*** Data supplied Section Begins ***
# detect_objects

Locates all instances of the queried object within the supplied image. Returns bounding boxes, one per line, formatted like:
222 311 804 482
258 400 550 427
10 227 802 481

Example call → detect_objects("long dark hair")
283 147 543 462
*** Data supplied Section Ends ***
== Work item ==
Each record above should be repeated exactly as it appears.

== Output for this exercise ==
# detect_objects

Locates all instances of the queried object within the supplied image. Returns bounding boxes, one per line, formatted like:
222 311 804 482
258 400 550 427
10 227 802 481

Example call → detect_objects("long dark hair")
283 147 543 462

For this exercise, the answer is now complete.